◆ **Task item A**
In the excerpt below about Andrew Balfour, identify the lands of which he was the feuar in 1597.
◆ **Task item B**
Continue the excerpt below about Andrew Balfour and the Earl of Orkney, starting right after its last sentence.
━━━ Excerpt to read
In 1597, in his father's lifetime, Andrew Balfour was the feuar of the Orkney lands on Westray and Faray. Balfour complained to the Privy Council that Patrick Stewart, 2nd Earl of Orkney had menaced his tenants on Westray, and insisted they should not recognise Balfour's jurisdiction and courts. The Earl induced John Dischingtoun, Commissariat of Orkney, to fine his father, Michael Balfour, and subsequently confiscated his goods on the Mains of Westray at Noltland.
━━━━━━
━━━ Excerpted records
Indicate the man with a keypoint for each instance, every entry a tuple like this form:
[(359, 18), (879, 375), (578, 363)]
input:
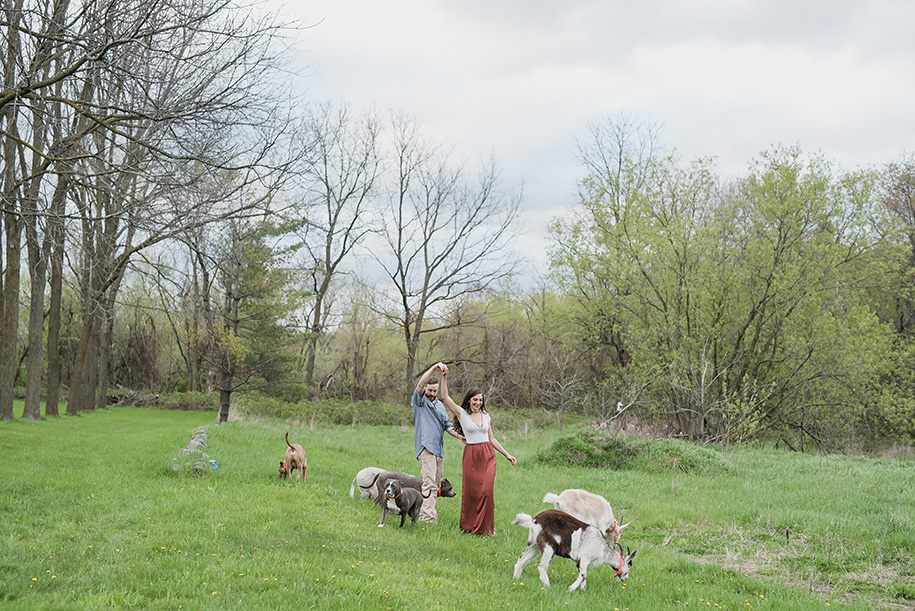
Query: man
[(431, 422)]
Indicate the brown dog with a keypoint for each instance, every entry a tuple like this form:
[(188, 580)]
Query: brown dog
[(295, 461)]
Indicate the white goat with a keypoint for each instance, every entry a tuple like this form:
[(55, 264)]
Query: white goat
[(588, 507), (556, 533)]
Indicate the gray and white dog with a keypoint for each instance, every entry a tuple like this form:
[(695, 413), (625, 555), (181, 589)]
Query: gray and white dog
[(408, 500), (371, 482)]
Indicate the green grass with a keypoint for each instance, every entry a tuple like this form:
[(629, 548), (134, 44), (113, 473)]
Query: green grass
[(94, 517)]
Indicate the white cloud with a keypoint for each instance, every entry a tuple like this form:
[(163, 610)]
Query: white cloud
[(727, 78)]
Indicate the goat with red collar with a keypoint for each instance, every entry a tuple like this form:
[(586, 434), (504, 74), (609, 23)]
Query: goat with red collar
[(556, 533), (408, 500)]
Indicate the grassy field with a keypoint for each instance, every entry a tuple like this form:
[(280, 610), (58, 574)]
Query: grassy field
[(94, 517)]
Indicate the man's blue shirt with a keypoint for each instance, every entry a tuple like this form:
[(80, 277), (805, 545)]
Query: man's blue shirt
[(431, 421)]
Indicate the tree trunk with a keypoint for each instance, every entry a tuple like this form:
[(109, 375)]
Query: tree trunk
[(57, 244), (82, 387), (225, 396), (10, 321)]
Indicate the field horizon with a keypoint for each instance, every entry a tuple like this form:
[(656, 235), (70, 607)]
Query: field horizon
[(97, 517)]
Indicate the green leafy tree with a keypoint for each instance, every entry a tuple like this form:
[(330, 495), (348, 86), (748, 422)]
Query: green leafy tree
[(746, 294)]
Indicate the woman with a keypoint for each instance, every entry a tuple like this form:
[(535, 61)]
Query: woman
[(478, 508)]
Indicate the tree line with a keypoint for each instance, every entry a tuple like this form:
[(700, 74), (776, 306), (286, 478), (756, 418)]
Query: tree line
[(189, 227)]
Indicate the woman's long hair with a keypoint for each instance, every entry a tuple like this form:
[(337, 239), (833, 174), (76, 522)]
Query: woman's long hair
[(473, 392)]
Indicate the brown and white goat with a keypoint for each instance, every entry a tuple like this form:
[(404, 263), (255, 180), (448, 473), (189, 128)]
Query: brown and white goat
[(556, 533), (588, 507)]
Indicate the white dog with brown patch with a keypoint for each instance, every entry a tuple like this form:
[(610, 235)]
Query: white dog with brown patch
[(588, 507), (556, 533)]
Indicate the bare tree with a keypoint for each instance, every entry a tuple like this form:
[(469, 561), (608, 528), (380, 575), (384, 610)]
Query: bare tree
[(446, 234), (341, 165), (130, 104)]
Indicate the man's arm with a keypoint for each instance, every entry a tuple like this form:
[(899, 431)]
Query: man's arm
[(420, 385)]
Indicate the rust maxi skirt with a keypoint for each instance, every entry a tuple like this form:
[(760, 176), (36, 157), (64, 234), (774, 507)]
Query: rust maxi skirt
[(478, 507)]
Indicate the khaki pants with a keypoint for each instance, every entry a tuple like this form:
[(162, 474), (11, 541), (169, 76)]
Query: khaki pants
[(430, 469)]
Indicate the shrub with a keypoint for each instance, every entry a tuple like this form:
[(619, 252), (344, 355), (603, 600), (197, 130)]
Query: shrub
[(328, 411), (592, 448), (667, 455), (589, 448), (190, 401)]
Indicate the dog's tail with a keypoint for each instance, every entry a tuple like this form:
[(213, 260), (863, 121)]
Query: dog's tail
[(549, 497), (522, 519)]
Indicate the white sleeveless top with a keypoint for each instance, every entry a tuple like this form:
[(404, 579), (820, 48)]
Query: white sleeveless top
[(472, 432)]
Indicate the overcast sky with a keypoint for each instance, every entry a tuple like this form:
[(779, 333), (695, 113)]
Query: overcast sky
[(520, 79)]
━━━━━━
━━━ Excerpted records
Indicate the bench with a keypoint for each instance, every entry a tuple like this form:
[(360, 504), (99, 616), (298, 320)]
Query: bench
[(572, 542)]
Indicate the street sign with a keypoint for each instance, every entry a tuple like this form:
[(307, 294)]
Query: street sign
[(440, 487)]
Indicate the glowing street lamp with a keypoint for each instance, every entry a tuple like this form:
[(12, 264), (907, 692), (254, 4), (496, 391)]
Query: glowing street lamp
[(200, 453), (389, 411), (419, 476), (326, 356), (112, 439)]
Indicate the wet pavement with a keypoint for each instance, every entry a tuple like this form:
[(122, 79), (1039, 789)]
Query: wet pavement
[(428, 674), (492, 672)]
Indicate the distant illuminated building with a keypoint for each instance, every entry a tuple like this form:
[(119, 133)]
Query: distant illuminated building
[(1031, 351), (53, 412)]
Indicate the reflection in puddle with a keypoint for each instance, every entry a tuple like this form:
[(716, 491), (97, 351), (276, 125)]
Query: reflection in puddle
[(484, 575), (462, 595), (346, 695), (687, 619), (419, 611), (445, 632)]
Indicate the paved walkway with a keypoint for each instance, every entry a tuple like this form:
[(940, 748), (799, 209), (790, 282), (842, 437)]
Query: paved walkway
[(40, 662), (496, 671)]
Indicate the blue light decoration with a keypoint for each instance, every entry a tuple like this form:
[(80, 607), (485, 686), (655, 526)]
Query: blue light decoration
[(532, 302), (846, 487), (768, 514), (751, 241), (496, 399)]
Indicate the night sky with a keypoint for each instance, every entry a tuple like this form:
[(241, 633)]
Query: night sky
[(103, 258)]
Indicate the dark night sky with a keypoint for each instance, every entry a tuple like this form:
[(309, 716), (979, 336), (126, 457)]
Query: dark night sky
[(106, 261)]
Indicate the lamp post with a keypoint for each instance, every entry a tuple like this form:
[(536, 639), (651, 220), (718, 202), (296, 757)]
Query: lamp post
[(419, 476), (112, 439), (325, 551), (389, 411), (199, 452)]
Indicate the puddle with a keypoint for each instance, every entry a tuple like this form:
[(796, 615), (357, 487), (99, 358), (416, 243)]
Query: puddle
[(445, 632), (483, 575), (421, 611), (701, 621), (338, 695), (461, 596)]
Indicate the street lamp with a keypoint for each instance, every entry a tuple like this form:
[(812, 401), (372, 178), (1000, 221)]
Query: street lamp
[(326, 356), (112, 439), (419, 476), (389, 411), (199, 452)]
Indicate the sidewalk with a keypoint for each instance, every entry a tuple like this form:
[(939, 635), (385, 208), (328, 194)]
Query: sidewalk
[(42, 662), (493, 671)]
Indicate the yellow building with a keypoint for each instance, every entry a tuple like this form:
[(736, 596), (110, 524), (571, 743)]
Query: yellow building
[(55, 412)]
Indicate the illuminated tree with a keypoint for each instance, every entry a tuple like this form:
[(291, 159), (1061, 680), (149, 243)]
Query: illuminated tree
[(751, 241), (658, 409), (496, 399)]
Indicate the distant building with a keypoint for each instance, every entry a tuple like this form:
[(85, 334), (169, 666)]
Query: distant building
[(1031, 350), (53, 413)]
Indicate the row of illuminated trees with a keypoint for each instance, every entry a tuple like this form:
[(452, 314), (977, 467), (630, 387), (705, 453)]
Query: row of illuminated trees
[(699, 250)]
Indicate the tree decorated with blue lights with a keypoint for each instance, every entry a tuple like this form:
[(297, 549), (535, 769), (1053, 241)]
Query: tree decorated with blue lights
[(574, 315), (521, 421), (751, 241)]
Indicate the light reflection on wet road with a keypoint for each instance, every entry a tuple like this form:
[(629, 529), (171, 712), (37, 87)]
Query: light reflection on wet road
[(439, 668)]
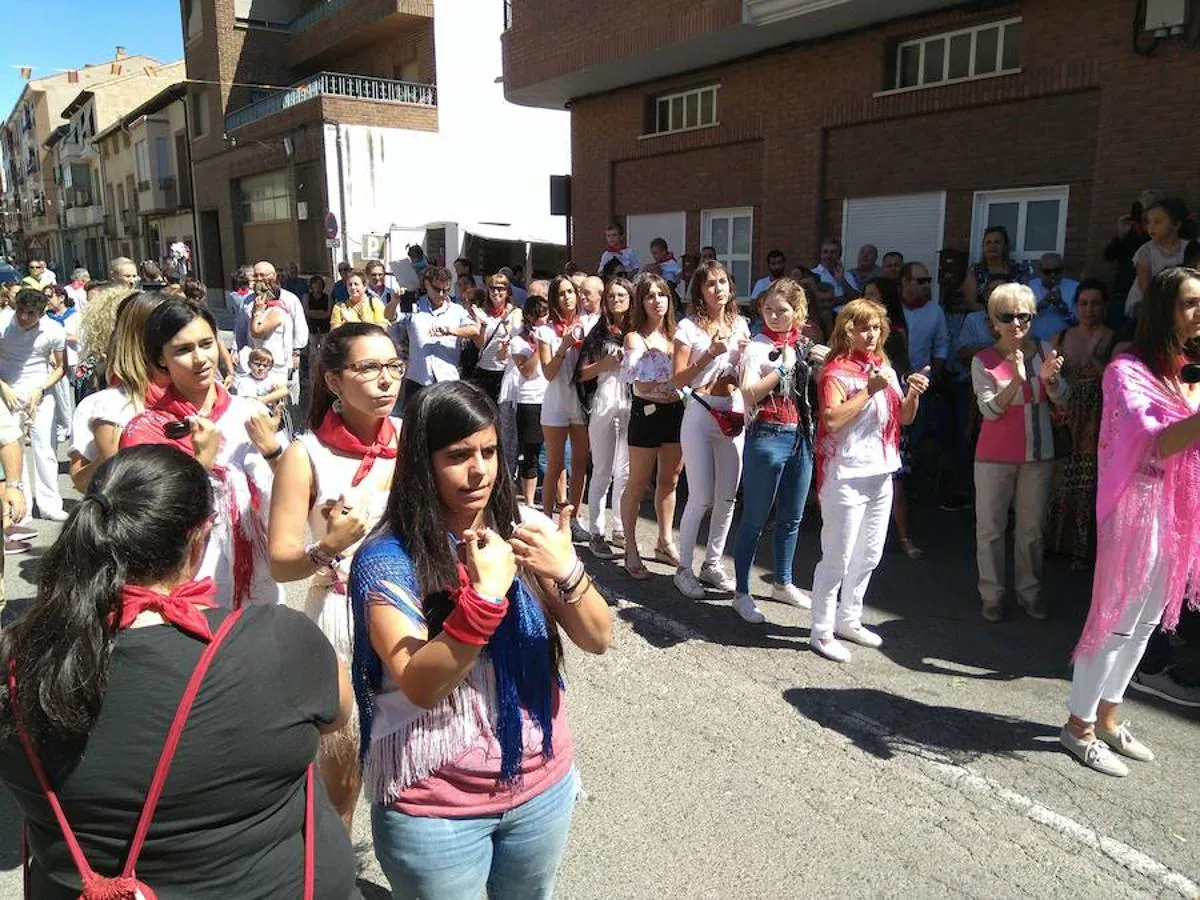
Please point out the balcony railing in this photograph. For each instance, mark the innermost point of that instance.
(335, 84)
━━━━━━
◆ **Expected output A**
The Orkney lands on Westray and Faray.

◆ **Expected output B**
The Balfours had right of "wrack and wraith" on the coast which allowed them to profit from beached whales. The Earl of Orkney had taken 29 beached whales worth £3000 Scots which Andrew Balfour considered were his. In November 1597 the Earl's men took the cereal crops from the cornyards of Westray and Papa Westray, and in the spring took the livestock from the Mains of Noltland. In November 1598 the Earl's brother, William Stewart, besieged Michael Balfour in the house of George Balfour, Prior of the Charterhouse of Perth, on Westray.

He died in 1615.

==Marriage==
Andrew Balfour married Margaret or Mary Melville, a daughter of James Melville of Halhill and Christian Boswell, a daughter of David Boswell of Balmuto.